EXERCISE OBJECTIVE
Reproduce every one of the rows below, copying each line character for character.
══ MATERIAL PROVIDED ══
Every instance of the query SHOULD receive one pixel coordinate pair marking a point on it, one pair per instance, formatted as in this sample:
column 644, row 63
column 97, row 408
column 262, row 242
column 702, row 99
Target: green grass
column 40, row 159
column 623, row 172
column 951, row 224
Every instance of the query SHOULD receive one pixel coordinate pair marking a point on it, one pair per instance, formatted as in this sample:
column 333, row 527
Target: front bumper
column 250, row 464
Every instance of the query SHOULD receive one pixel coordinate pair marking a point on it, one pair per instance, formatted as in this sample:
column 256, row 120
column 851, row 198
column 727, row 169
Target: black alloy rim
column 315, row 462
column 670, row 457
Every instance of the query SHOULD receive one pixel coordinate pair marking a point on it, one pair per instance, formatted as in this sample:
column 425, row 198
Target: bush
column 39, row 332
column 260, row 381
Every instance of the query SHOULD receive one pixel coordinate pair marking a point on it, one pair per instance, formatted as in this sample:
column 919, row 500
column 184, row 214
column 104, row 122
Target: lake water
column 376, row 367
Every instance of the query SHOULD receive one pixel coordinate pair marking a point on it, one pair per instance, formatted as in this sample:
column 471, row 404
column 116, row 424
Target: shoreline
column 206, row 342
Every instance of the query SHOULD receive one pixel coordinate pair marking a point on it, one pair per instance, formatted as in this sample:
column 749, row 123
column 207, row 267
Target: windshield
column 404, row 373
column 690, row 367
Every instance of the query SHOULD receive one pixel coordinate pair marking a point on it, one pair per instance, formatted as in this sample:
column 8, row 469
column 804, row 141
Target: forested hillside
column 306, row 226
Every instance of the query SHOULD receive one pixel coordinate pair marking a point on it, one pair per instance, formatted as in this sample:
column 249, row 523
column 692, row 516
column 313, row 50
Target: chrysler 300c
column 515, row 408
═══
FINAL RESULT
Every instance of the query SHOULD receive one pixel coordinate pair marking a point on it, one pair per instance, formatted as in this sample:
column 644, row 63
column 97, row 408
column 262, row 242
column 702, row 99
Target: green grass
column 40, row 159
column 623, row 172
column 951, row 224
Every instance of the query SHOULD receive one pixel coordinate pair marking a point on it, one pair per instance, formatted as in this sample:
column 333, row 527
Target: front bumper
column 250, row 464
Every instance of the query SHOULD receive one pixel coordinate pair marking a point on it, one pair per instance, formatted as in this sample:
column 256, row 120
column 851, row 198
column 727, row 169
Target: black alloy rim
column 315, row 462
column 670, row 457
Every instance of the query SHOULD receive one pixel coordinate pair marking a point on it, one pair per instance, formatted as in this sample:
column 425, row 198
Target: bush
column 39, row 332
column 260, row 381
Every instance of the query SHOULD receive one pixel coordinate pair marking a point on it, one pair per instance, formatted as in this sample:
column 919, row 500
column 184, row 214
column 104, row 122
Target: lake water
column 376, row 367
Every instance of the query SHOULD receive one pixel coordinate pair marking a point on it, one pair per instance, formatted as in this sample:
column 471, row 404
column 116, row 424
Target: shoreline
column 206, row 342
Every instance of the query SHOULD receive one pixel coordinate pair marking a point on it, one pair per instance, formatted as in this sample:
column 749, row 123
column 207, row 267
Target: windshield
column 404, row 373
column 690, row 367
Every instance of the query SHOULD receive one pixel coordinate pair marking a point on it, one pair per instance, formatted as in this sample:
column 8, row 469
column 804, row 141
Target: forested hillside
column 306, row 226
Every instance of the query SHOULD receive one pixel coordinate pair marking a point on it, one pair per instance, formatted as in this sample:
column 249, row 523
column 692, row 516
column 313, row 50
Target: chrysler 300c
column 515, row 408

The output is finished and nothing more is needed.